- GOAL
Write out, character for character, the line containing "find white wall" and all lines after it up to the end of the listing.

— Start of DATA PROVIDED —

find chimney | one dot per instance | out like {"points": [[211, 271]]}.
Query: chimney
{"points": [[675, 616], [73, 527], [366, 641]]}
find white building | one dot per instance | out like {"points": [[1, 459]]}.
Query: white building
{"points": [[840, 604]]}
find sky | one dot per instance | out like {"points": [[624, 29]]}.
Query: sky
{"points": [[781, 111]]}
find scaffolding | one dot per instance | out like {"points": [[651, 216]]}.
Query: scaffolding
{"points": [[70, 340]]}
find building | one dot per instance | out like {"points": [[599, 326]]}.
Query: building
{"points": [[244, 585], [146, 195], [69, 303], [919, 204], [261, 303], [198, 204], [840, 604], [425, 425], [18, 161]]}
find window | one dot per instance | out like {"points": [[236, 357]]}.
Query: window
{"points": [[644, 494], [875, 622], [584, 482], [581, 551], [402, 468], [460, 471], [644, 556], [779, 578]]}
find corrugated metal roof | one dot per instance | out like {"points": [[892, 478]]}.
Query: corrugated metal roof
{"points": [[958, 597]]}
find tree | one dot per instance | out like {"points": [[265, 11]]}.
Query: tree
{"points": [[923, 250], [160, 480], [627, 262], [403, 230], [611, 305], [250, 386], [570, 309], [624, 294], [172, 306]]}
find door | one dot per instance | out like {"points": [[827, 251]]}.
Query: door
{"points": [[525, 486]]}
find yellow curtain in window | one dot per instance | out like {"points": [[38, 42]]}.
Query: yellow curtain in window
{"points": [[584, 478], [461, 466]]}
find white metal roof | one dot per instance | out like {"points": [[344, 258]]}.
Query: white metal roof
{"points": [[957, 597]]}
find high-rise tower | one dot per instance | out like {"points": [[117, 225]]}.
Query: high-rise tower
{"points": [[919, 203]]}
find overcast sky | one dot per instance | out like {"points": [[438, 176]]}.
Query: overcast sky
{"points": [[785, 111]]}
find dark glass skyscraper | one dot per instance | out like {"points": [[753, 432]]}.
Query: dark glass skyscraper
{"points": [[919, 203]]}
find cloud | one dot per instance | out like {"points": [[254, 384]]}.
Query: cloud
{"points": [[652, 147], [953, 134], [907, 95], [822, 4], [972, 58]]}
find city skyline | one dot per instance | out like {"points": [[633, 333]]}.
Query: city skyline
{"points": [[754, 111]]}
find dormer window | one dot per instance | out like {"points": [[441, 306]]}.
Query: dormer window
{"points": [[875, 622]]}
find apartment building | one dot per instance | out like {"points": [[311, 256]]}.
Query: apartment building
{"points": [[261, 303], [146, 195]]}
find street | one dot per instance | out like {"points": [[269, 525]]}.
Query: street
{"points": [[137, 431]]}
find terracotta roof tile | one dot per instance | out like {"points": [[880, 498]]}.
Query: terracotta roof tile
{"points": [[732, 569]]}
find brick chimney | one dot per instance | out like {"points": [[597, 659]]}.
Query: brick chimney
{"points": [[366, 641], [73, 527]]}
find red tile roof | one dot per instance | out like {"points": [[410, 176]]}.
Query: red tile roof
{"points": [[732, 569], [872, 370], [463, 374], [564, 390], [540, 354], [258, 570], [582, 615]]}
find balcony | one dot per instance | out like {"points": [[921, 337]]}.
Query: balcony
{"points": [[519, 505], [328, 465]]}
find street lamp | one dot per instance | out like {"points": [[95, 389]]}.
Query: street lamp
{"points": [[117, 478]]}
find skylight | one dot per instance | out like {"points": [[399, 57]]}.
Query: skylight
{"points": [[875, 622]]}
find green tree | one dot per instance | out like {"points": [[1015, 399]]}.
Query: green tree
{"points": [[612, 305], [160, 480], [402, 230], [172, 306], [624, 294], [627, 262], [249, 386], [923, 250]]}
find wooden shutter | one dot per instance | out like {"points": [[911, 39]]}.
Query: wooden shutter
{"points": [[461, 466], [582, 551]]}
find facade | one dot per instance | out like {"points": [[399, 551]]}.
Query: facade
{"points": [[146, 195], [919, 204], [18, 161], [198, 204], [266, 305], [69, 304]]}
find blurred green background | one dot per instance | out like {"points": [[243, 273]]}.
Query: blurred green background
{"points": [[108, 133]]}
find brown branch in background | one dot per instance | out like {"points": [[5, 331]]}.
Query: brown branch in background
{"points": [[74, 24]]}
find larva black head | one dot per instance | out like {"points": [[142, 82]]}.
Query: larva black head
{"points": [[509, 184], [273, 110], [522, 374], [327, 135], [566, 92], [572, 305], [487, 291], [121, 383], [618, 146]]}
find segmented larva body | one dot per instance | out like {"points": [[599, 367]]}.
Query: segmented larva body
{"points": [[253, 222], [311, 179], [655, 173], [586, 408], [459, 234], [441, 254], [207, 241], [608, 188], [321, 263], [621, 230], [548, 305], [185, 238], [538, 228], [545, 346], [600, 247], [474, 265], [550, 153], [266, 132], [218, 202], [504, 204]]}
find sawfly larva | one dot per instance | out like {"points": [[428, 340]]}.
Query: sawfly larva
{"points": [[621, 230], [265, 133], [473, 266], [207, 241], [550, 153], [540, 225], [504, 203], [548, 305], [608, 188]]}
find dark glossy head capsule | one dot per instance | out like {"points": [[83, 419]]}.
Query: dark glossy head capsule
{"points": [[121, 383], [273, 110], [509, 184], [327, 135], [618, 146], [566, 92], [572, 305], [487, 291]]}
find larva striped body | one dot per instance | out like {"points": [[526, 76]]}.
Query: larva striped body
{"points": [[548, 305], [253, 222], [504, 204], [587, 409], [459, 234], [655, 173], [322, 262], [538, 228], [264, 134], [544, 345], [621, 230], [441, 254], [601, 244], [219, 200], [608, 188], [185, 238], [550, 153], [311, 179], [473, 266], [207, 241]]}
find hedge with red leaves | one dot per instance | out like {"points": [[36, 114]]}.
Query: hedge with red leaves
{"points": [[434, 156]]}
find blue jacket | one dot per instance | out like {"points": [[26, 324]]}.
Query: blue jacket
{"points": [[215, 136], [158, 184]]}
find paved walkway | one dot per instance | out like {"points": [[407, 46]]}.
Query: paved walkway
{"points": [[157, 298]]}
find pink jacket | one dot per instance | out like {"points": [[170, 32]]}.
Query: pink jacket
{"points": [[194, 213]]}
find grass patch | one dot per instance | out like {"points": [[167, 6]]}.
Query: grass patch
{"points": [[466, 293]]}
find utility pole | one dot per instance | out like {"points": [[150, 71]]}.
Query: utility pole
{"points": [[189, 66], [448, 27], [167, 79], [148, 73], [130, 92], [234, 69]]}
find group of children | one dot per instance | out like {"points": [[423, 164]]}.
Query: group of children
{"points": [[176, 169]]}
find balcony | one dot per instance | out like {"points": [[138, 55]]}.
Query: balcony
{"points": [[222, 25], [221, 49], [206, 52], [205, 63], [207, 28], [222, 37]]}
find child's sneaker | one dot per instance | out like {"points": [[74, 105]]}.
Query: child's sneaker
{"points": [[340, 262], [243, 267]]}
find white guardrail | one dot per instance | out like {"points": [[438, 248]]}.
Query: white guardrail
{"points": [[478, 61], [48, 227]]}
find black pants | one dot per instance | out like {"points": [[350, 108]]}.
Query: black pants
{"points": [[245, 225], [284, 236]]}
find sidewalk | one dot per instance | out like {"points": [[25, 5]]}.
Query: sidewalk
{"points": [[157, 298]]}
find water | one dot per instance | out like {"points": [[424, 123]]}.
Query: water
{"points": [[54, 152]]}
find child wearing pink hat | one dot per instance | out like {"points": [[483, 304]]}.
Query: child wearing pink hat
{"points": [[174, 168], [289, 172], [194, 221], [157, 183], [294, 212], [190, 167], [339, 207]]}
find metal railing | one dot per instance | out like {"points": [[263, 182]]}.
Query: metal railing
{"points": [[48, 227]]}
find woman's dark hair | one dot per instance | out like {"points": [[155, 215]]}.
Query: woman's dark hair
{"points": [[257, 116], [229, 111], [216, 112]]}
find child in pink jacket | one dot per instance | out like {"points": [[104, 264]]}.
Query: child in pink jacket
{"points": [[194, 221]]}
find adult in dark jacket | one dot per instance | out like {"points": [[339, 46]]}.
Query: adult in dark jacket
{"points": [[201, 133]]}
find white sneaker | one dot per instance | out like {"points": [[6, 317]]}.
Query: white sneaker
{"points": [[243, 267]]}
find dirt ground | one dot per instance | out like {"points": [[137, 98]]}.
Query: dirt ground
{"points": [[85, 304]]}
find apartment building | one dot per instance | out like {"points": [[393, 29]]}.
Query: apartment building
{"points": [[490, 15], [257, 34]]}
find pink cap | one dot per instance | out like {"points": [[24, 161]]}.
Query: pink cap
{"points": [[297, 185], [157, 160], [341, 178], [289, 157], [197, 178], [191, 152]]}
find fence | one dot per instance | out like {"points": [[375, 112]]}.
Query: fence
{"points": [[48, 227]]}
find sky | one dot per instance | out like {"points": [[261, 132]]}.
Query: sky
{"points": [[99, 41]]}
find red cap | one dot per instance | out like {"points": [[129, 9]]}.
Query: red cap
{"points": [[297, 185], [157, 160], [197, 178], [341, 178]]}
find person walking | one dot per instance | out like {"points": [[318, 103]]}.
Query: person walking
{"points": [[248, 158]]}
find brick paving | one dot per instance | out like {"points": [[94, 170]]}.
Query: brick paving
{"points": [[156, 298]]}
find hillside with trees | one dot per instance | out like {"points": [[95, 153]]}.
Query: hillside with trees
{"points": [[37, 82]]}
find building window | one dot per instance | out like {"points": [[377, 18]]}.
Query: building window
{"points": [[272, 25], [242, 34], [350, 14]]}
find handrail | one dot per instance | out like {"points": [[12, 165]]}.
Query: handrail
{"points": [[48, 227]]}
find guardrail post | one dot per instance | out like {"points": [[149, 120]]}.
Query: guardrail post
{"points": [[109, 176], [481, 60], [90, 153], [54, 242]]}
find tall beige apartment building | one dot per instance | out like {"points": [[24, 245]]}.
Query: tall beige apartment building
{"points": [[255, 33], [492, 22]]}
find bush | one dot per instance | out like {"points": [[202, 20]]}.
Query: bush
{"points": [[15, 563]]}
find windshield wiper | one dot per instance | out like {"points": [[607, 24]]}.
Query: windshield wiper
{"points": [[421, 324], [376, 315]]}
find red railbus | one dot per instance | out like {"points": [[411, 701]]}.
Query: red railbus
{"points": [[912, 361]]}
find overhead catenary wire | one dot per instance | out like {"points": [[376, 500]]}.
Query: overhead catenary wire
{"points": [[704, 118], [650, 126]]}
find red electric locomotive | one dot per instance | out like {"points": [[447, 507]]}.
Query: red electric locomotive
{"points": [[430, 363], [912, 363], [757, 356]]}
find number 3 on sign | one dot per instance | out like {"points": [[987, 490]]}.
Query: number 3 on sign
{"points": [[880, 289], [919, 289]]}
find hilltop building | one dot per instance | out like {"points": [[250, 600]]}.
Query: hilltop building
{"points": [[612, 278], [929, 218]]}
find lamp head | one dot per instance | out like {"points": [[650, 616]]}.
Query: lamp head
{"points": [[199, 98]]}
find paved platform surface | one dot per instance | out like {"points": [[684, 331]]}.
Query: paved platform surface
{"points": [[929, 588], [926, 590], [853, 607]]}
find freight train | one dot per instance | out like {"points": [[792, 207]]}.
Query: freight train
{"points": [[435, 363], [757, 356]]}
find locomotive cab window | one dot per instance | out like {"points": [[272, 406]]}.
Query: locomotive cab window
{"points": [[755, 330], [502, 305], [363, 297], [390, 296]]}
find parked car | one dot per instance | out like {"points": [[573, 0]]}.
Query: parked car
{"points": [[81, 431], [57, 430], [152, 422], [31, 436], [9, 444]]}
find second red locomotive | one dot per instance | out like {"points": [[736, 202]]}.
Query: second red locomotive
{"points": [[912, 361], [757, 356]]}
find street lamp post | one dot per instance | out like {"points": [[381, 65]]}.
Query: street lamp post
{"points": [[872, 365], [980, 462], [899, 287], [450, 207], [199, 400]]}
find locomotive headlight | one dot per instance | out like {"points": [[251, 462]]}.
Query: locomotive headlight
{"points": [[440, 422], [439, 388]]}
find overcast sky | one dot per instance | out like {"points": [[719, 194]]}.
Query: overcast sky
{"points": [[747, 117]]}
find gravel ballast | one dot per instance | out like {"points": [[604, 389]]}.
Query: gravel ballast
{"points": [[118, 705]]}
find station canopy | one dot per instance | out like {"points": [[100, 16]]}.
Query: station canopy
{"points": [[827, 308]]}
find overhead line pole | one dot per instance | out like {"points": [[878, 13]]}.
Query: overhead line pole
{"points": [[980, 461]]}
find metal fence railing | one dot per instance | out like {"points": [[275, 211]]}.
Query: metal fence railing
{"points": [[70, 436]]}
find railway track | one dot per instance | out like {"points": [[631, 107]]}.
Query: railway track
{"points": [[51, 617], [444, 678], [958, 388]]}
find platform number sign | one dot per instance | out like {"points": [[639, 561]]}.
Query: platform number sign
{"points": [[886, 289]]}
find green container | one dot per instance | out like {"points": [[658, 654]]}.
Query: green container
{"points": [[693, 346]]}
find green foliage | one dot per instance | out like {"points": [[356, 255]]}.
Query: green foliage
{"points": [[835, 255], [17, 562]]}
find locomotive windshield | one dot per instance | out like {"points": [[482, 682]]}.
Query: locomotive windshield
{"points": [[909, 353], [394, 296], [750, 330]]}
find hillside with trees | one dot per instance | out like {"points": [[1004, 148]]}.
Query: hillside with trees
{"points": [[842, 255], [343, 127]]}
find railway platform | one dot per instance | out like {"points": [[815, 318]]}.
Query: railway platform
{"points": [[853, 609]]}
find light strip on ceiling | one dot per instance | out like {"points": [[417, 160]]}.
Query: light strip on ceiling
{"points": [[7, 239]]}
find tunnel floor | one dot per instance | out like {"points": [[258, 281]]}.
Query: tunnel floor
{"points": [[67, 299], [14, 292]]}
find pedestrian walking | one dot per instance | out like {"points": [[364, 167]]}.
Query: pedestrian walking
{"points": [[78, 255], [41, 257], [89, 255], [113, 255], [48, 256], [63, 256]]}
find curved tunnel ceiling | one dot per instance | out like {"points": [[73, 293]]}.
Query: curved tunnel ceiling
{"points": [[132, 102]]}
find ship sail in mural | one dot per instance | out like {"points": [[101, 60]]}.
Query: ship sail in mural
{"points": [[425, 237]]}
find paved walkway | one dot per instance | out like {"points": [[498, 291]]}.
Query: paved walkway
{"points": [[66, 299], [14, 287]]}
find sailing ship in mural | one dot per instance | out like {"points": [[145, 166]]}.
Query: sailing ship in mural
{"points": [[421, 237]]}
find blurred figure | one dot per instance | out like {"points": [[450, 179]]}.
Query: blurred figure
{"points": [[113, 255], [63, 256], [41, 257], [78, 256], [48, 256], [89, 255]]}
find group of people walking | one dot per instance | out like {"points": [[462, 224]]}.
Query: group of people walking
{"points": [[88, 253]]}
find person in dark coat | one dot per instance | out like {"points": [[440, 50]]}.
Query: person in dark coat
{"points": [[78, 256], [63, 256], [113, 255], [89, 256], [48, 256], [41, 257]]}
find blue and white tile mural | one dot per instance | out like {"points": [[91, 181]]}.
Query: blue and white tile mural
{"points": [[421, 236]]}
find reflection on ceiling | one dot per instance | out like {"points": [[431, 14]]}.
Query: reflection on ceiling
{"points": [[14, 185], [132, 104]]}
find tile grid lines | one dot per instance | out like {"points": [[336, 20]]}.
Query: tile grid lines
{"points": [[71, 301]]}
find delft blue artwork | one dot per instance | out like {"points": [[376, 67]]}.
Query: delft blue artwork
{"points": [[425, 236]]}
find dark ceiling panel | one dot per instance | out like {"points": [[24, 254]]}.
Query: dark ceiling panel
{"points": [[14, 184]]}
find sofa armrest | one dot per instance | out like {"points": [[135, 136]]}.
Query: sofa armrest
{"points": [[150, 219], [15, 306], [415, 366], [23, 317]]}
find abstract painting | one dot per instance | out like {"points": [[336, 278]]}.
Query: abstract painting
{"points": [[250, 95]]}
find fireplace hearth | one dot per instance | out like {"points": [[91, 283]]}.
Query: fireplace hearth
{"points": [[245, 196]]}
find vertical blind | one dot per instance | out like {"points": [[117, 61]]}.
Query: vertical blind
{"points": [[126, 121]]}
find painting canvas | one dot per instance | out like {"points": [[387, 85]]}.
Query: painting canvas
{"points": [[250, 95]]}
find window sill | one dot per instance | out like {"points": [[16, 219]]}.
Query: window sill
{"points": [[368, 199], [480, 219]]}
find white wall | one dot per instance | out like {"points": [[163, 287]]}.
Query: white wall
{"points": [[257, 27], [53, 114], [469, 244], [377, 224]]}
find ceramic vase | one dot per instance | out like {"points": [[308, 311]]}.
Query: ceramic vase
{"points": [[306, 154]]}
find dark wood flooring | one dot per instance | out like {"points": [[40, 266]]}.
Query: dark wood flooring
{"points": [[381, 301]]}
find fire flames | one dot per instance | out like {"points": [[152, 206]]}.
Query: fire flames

— End of DATA PROVIDED —

- FULL SOLUTION
find white wall | one dot per instance | out like {"points": [[163, 287]]}.
Query: white wall
{"points": [[257, 27], [53, 114], [469, 244], [377, 224]]}
find ceramic vase | one dot per instance | out like {"points": [[308, 311]]}.
Query: ceramic vase
{"points": [[306, 154]]}
find dark wood flooring | one dot per instance | out like {"points": [[40, 266]]}.
Query: dark wood flooring
{"points": [[381, 301]]}
find fire flames | one dot per instance | out like {"points": [[152, 206]]}.
Query: fire flames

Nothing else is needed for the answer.